Source information:
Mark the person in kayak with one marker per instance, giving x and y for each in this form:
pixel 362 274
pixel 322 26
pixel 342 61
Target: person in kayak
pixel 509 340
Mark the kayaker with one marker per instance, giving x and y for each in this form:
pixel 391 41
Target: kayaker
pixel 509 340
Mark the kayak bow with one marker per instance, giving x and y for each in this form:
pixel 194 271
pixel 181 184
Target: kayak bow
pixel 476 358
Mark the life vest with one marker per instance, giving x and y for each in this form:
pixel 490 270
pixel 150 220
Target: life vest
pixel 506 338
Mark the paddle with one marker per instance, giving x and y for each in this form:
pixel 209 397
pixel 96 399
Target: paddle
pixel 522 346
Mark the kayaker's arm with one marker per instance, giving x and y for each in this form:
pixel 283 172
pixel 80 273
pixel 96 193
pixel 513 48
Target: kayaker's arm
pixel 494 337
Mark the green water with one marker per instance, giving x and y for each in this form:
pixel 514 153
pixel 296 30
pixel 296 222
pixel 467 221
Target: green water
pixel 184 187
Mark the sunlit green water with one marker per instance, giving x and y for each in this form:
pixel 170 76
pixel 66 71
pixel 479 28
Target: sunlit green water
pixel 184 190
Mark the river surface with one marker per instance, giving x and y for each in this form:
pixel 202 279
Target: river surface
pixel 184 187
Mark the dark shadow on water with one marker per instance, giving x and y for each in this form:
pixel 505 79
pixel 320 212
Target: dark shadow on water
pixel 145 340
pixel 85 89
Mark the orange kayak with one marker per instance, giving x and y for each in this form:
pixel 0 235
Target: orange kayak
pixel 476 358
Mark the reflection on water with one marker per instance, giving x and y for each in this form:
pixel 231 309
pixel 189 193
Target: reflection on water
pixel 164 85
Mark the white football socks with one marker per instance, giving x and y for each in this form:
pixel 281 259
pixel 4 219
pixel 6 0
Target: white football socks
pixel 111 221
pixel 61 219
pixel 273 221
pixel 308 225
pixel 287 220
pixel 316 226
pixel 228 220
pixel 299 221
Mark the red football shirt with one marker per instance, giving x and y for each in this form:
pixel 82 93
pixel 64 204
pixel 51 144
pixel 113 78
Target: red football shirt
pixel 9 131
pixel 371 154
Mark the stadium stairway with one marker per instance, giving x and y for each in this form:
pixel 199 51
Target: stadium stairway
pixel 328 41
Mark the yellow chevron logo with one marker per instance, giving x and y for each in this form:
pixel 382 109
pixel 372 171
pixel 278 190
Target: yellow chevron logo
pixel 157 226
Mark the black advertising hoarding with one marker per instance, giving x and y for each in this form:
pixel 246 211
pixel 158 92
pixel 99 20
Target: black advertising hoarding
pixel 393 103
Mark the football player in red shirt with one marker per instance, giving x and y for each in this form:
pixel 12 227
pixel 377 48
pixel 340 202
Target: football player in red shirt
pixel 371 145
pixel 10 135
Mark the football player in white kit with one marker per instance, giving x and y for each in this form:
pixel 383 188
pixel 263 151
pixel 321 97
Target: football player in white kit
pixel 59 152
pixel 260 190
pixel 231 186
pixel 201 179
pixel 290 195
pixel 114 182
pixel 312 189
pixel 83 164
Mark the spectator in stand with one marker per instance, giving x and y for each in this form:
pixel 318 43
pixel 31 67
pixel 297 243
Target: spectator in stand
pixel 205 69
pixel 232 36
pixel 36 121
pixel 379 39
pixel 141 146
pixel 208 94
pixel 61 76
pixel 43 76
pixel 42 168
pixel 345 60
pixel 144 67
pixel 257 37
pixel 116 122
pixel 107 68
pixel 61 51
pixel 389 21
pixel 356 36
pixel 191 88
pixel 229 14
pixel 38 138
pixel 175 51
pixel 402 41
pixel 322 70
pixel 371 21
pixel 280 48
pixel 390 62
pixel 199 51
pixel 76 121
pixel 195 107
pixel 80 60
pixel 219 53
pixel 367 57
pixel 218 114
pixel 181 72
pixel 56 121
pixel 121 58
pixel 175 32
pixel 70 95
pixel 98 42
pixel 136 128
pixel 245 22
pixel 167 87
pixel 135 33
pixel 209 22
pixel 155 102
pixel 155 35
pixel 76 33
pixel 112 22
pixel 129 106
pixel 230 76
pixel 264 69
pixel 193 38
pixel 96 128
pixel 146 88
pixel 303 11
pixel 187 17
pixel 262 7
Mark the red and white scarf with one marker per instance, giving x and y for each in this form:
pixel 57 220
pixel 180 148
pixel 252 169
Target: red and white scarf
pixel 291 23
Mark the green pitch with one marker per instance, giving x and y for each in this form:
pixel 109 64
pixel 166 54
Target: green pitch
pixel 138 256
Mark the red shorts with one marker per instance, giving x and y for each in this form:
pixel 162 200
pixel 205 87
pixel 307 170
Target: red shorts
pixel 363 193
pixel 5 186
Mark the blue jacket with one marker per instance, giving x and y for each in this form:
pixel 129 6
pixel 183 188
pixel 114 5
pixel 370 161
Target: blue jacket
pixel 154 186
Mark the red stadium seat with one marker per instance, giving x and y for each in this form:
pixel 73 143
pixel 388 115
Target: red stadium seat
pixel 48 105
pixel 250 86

Exercise prompt:
Exactly reproduce every line of the records.

Answer area:
Mark the person in kayak with one marker per instance, giving x and y for each in this form:
pixel 362 274
pixel 322 26
pixel 342 61
Target: person in kayak
pixel 509 340
Mark the kayaker with one marker per instance, giving x and y for each in this form:
pixel 391 41
Target: kayaker
pixel 509 340
Mark the kayak bow with one marker per instance, giving x and y for each in this form:
pixel 194 271
pixel 181 184
Target: kayak bow
pixel 476 358
Mark the life vest with one marker per instance, giving x and y for each in this form:
pixel 490 270
pixel 150 220
Target: life vest
pixel 506 338
Mark the paddle with one marker per instance, giving x and y for each in this form:
pixel 209 397
pixel 96 399
Target: paddle
pixel 522 346
Mark the kayaker's arm with one marker per instance, giving x and y for each in this form:
pixel 283 172
pixel 80 273
pixel 96 193
pixel 513 48
Target: kayaker's arm
pixel 494 337
Mark the green water with one marker per instance, giving x and y for each in this form:
pixel 514 153
pixel 296 30
pixel 296 222
pixel 467 221
Target: green water
pixel 184 187
Mark the sunlit green water with one marker per instance, giving x and y for each in this form:
pixel 170 76
pixel 66 71
pixel 479 28
Target: sunlit green water
pixel 184 190
Mark the river surface with one marker per instance, giving x and y for each in this form:
pixel 202 279
Target: river surface
pixel 184 187
Mark the dark shadow on water with one marker per instance, giving x and y for each in this form:
pixel 505 79
pixel 320 212
Target: dark shadow on water
pixel 145 340
pixel 85 89
Mark the orange kayak with one marker per instance, giving x and y for each in this form:
pixel 0 235
Target: orange kayak
pixel 476 358
Mark the reflection on water with one marker per instance, giving x and y for each in this form:
pixel 231 309
pixel 189 193
Target: reflection on water
pixel 164 85
Mark the white football socks with one marker per instance, giving x and y for each in this form:
pixel 281 259
pixel 4 219
pixel 6 0
Target: white football socks
pixel 111 221
pixel 61 219
pixel 273 221
pixel 308 225
pixel 287 220
pixel 316 226
pixel 228 220
pixel 299 221
Mark the red football shirt with one marker per instance, giving x and y for each in this form:
pixel 82 93
pixel 64 204
pixel 51 144
pixel 113 78
Target: red football shirt
pixel 9 131
pixel 371 154
Mark the stadium stairway with one marker per instance, giving x and y for each in this form:
pixel 199 51
Target: stadium stairway
pixel 328 41
Mark the yellow chevron logo with one marker per instance, giving x and y for each in this form:
pixel 382 109
pixel 372 171
pixel 278 190
Target: yellow chevron logo
pixel 157 226
Mark the black advertising hoarding with one marker per instance, giving x and y for each in this form:
pixel 246 211
pixel 158 92
pixel 99 20
Target: black advertising hoarding
pixel 393 103
Mark the football player in red shirt with one marker per instance, giving x and y for each in this form:
pixel 12 227
pixel 377 48
pixel 340 202
Target: football player in red shirt
pixel 371 145
pixel 10 135
Mark the football player in white kit with one marker per instance, giving x and y for each in this form:
pixel 383 188
pixel 263 151
pixel 321 97
Target: football player in white kit
pixel 59 152
pixel 260 190
pixel 231 186
pixel 201 179
pixel 290 195
pixel 114 182
pixel 312 189
pixel 83 164
Mark the spectator in stand with one marker per instance, giving x and y for each in this form:
pixel 318 43
pixel 31 67
pixel 297 243
Target: spectator in stand
pixel 205 69
pixel 232 36
pixel 36 121
pixel 379 39
pixel 141 146
pixel 208 94
pixel 61 76
pixel 43 76
pixel 42 168
pixel 345 60
pixel 144 67
pixel 257 37
pixel 116 122
pixel 107 68
pixel 61 51
pixel 389 21
pixel 356 36
pixel 191 88
pixel 229 14
pixel 38 138
pixel 175 51
pixel 402 41
pixel 322 70
pixel 371 21
pixel 280 48
pixel 390 62
pixel 199 51
pixel 76 121
pixel 195 107
pixel 80 60
pixel 219 53
pixel 367 57
pixel 218 114
pixel 181 72
pixel 56 121
pixel 121 58
pixel 175 32
pixel 70 95
pixel 98 42
pixel 136 128
pixel 245 22
pixel 167 87
pixel 135 33
pixel 209 22
pixel 155 102
pixel 155 35
pixel 76 33
pixel 112 22
pixel 129 106
pixel 230 76
pixel 264 69
pixel 193 38
pixel 96 128
pixel 146 88
pixel 303 11
pixel 187 17
pixel 262 7
Mark the red and white scarf with one marker per instance, giving x and y for each in this form:
pixel 57 220
pixel 180 148
pixel 252 169
Target: red and white scarf
pixel 291 23
Mark the green pitch with one marker per instance, giving x and y for each in this form:
pixel 109 64
pixel 166 54
Target: green pitch
pixel 138 256
Mark the red shorts with one marker per instance, giving x and y for each in this form:
pixel 162 200
pixel 205 87
pixel 307 170
Target: red shorts
pixel 363 193
pixel 5 186
Mark the blue jacket with one marker per instance, giving x and y for each in this form:
pixel 129 6
pixel 183 188
pixel 114 5
pixel 370 161
Target: blue jacket
pixel 154 186
Mark the red stadium seat with one marker per instance, giving x and y for each in this form:
pixel 73 143
pixel 388 115
Target: red stadium seat
pixel 48 105
pixel 250 86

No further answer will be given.